Exercise aim:
In the text on continuation ratios below, which continuation ratios did Boldsen et al. (2002) choose?
---------- Document
Backward continuation ratios
And once again the gray lines are from the log scale cumulative probit.

Finally for the continuation ratios it may be useful to compare the backward versus forward continuation ratios.  They do differ slightly (Bender and Benner, 2000), but there is no real basis to prefer one over the other.  Boldsen et al. (2002) picked the forward continuation ratios:

back.and.forth=function ()
{
 
alpha=-c(2.94263897, 3.18080637)
beta=-c(-0.05587934,-0.04500276)
expit=function(x) {return(exp(x)/(1+exp(x)))}
age=seq(0,100,.1)


# Backward continuation ratios

p.1=expit(alpha[1]+beta[1]*age)
p.2=expit(alpha[2]+beta[2]*age)

p1 = (1-p.1)*(1-p.2)
p2 = p.1*(1-p.2)
--------------------
---------- Entries shown
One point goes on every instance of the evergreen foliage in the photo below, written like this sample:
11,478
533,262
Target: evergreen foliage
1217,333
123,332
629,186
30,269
--------------------
Output below:
The forward continuation ratios.